======== INPUT ROWS

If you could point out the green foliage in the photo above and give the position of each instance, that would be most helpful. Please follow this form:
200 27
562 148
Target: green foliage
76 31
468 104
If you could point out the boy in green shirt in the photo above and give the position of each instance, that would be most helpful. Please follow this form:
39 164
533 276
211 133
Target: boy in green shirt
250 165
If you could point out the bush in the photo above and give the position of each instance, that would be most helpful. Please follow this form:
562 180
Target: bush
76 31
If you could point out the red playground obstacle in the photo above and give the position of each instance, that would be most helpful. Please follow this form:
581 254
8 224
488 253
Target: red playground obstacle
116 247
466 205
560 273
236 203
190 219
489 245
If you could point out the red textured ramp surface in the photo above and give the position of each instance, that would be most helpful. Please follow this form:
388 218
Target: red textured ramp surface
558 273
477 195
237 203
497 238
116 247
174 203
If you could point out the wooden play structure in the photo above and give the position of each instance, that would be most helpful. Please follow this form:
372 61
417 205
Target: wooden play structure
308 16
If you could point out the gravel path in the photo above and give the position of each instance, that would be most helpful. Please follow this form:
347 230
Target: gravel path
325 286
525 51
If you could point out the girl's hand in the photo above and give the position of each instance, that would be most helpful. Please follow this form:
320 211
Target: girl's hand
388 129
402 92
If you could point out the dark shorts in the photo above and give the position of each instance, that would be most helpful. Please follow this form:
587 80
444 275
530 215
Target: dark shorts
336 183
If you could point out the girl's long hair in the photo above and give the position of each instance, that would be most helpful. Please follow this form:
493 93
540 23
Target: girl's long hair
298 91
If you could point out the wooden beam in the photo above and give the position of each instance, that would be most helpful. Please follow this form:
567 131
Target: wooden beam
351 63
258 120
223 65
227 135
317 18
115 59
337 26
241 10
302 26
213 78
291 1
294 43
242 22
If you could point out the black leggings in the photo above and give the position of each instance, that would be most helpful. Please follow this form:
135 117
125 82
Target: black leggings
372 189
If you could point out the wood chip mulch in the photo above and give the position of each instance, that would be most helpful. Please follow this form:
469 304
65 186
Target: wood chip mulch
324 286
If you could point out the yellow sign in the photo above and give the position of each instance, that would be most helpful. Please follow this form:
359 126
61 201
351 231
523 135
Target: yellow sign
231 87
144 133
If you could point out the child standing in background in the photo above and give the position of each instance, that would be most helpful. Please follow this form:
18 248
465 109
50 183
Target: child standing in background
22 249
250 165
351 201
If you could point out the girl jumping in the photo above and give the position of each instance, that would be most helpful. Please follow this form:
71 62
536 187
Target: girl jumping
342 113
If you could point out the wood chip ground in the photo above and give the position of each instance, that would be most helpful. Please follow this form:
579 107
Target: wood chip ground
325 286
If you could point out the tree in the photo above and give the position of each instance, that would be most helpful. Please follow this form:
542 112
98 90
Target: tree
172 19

================

Turn every line of the records into a numbered list, leaving out blank lines.

1. If you could point out the green foliage in the photo above and give the position of each instance, that would be most helpful. Please follow this form:
2. 200 27
3. 562 148
4. Target: green foliage
5. 76 31
6. 468 104
7. If you could point out the boy in green shirt in the photo above and give the position of each instance, that would be most helpful. Please follow this form:
8. 39 164
9. 533 276
10. 211 133
11. Target: boy in green shirt
12. 250 165
13. If you could point out the bush in the photo above and give the position of each instance, that would be most helpful. Please follow this form:
14. 562 180
15. Target: bush
16. 76 31
17. If you could point out the red playground obstacle in the photo above and give the position of each instance, that would be most helpful. Please follow this form:
18. 581 254
19. 8 224
20. 488 253
21. Target: red playground obstacle
22. 116 247
23. 466 205
24. 560 273
25. 236 203
26. 190 219
27. 489 245
28. If you could point out the red textured ramp surface in the photo above and give the position of each instance, that would be most helpful. Please follow this form:
29. 388 218
30. Target: red textured ramp surface
31. 558 273
32. 477 195
33. 237 203
34. 497 238
35. 116 247
36. 174 203
37. If you could point out the wooden play structure in the photo above and give the position of each instance, that would be most helpful. Please follow this form:
38. 372 61
39. 417 205
40. Target: wooden play structure
41. 308 16
42. If you could point out the gravel path in the photo above and give the position of each instance, that would be most helpful. Please follow this form:
43. 347 230
44. Target: gravel path
45. 325 286
46. 525 51
47. If you could point out the girl's hand in the photo above and give the position of each instance, that would be most helpful. Please follow this form:
48. 320 211
49. Target: girl's hand
50. 388 129
51. 402 92
52. If you could point out the dark shorts in the photo above and give the position of each instance, that would be most helpful. Please follow this form:
53. 587 80
54. 444 275
55. 530 215
56. Target: dark shorts
57. 336 183
58. If you could point out the girl's long hair in the photo above and give the position of each instance, that would be most helpful. Please follow this form:
59. 493 93
60. 540 23
61. Target: girl's long hair
62. 298 91
63. If you could point out the wooden beam in the photo above and give the position of each instance, that would be most helpful. Please follow this form:
64. 567 131
65. Target: wooden beam
66. 351 63
67. 258 120
68. 223 65
69. 227 135
70. 317 18
71. 115 59
72. 337 26
73. 241 10
74. 302 26
75. 213 78
76. 291 1
77. 294 43
78. 242 22
79. If you could point out the black leggings in the photo above and give the position of each instance, that would be most helpful. Please follow this form:
80. 135 117
81. 125 82
82. Target: black leggings
83. 372 189
84. If you could point out the wood chip mulch in the photo above and give the position of each instance, that would be most helpful. Please follow this form:
85. 469 304
86. 65 186
87. Target: wood chip mulch
88. 324 286
89. If you could point out the yellow sign in the photo above and give the position of each instance, that would be most helpful. Please follow this form:
90. 359 126
91. 61 201
92. 351 231
93. 523 135
94. Target: yellow sign
95. 231 87
96. 144 133
97. If you could point out the child standing in background in the photo above and give the position of each instance, that would be most helpful. Please follow this form:
98. 18 248
99. 465 109
100. 50 183
101. Target: child standing in background
102. 22 249
103. 250 165
104. 351 201
105. If you could point out the girl jumping in the photo above and give the position of each instance, that would be most helpful. Please follow this form:
106. 71 62
107. 536 187
108. Target: girl jumping
109. 342 113
110. If you could point out the wood chip ground in the photo above and give the position of each instance, that would be most helpful. Please follow this form:
111. 579 107
112. Target: wood chip ground
113. 325 286
114. If you could point out the tree in the photo above and give the position of each instance, that would be most helpful. Please follow this form:
115. 542 112
116. 98 90
117. Target: tree
118. 172 19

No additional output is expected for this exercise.